Task item: Reproduce everything from the start of the entries down to the line containing "77L150 82L145 144L176", changing "rough mask" to "coarse mask" and leaving the rest unchanged.

───── Data for this task ─────

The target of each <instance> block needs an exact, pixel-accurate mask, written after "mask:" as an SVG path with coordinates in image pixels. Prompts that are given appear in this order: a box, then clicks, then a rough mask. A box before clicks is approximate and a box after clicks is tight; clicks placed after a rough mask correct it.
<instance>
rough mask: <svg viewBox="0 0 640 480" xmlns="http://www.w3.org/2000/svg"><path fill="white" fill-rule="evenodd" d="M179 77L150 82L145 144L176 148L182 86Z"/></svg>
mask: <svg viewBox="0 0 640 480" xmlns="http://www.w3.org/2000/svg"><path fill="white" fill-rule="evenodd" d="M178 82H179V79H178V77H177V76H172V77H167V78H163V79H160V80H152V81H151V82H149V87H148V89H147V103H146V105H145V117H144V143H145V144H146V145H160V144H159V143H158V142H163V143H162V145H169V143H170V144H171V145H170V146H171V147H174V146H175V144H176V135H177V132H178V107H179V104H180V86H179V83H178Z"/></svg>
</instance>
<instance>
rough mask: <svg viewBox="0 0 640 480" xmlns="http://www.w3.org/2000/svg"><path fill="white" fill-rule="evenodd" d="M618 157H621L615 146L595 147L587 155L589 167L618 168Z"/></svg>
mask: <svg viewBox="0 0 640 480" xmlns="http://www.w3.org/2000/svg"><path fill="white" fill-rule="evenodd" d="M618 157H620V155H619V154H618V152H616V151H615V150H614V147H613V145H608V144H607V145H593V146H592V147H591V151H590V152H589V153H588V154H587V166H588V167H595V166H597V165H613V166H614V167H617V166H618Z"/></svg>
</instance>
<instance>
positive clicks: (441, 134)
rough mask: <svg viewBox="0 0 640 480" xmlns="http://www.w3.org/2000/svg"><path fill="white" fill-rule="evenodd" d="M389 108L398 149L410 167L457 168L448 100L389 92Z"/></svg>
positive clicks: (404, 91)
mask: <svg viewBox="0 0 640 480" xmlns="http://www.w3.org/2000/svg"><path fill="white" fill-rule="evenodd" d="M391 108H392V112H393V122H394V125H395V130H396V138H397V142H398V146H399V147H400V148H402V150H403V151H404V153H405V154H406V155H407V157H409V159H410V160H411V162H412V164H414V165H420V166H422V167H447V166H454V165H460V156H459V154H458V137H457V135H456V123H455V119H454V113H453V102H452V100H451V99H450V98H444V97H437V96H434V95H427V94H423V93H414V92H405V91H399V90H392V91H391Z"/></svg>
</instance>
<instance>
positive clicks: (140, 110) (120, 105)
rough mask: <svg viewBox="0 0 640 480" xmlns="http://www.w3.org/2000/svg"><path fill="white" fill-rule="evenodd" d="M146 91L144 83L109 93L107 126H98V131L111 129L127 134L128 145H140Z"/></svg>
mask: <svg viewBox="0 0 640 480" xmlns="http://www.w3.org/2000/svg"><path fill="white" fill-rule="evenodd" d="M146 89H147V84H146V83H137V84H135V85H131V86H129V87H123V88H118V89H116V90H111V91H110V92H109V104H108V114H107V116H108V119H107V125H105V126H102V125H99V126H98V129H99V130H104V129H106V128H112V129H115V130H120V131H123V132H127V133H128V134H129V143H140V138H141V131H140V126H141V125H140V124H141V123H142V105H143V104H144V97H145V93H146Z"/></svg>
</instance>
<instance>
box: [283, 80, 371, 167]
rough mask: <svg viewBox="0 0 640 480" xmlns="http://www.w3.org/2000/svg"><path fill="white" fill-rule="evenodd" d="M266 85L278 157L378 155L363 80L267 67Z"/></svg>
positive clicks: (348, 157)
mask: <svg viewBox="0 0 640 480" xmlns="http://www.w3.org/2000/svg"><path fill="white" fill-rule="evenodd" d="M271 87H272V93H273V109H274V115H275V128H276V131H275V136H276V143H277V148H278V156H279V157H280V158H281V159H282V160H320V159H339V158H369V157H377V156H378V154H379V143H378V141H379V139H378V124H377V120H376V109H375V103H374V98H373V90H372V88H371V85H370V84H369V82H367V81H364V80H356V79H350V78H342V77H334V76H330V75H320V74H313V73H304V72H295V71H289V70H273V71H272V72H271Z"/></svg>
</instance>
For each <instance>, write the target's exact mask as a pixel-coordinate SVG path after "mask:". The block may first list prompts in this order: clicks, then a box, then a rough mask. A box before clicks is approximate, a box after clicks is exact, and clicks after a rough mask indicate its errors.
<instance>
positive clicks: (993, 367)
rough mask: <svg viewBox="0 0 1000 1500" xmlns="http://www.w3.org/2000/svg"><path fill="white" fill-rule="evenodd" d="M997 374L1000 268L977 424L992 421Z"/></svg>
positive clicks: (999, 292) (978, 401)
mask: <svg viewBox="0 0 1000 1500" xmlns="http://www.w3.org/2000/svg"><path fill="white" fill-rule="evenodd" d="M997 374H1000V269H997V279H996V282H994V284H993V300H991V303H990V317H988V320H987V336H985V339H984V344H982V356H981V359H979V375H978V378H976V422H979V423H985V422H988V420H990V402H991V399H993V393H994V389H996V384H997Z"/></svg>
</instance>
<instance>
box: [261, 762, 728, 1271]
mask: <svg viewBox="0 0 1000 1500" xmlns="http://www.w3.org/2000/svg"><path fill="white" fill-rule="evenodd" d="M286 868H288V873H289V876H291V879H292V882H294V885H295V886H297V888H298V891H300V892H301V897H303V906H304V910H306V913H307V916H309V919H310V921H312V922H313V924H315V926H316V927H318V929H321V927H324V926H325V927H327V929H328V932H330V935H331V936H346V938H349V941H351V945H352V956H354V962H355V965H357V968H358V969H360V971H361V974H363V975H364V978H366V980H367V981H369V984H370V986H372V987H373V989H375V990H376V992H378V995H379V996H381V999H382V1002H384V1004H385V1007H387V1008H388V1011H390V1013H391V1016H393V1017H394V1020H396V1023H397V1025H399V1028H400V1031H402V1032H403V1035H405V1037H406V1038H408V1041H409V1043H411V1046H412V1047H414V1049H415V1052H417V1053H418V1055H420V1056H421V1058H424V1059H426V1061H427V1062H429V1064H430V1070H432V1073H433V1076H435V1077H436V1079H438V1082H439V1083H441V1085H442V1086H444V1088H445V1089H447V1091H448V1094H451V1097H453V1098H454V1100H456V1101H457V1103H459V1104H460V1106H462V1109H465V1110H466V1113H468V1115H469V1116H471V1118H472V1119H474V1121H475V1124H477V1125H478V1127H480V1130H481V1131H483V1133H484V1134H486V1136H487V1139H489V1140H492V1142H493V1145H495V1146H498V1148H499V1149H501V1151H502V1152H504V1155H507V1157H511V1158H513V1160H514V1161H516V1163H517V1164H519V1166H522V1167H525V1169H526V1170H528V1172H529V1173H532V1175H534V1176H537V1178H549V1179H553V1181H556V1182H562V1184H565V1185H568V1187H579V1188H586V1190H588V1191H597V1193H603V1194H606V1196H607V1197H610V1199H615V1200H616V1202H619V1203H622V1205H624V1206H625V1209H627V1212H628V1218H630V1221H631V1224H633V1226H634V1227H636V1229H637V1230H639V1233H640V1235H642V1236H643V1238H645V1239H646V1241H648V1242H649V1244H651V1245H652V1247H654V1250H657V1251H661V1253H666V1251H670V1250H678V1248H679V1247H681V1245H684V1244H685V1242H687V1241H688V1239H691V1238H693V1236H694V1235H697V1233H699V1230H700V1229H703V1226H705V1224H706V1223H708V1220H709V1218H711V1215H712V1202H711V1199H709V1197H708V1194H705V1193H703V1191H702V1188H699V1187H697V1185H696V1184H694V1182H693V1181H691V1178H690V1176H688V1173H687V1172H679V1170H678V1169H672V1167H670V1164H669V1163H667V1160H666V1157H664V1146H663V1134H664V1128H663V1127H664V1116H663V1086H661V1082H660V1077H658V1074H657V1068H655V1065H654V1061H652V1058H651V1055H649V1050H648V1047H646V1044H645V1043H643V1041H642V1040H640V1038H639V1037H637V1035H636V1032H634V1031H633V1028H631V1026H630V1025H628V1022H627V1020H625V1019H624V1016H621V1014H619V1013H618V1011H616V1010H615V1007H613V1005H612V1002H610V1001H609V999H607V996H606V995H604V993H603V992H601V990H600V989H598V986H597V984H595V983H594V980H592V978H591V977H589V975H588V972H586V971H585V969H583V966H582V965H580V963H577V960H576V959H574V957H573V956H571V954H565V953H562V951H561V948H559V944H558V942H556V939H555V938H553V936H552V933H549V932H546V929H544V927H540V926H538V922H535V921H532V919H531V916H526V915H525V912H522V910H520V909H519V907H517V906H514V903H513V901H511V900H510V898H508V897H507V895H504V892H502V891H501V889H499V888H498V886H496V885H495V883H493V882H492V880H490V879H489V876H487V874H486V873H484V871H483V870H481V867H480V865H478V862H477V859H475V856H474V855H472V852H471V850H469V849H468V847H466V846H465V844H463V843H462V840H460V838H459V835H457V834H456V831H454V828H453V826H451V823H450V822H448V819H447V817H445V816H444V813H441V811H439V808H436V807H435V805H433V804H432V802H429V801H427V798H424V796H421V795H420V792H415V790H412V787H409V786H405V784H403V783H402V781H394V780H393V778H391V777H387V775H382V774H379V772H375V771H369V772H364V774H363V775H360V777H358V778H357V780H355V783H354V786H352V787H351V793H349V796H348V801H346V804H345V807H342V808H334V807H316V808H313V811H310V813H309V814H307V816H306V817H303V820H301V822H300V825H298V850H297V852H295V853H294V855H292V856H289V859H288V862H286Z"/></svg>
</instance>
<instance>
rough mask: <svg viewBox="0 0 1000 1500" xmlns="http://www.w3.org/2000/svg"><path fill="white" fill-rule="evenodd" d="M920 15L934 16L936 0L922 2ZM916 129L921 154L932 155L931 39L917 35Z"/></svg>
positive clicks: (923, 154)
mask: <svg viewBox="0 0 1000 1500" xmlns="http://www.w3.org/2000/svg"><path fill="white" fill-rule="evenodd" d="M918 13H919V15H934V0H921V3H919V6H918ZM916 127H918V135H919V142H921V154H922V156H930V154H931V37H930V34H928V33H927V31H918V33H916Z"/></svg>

─────

Output:
The target of each <instance> block needs an exact, pixel-accurate mask, written after "mask:" as an SVG path with coordinates in image pixels. Prompts that are given appear in this order: a box, then clicks, then a coarse mask. A box before clicks is approximate and a box after clicks is tight; clicks placed after a coarse mask correct it.
<instance>
coarse mask: <svg viewBox="0 0 640 480" xmlns="http://www.w3.org/2000/svg"><path fill="white" fill-rule="evenodd" d="M179 77L150 82L145 144L176 148L182 86Z"/></svg>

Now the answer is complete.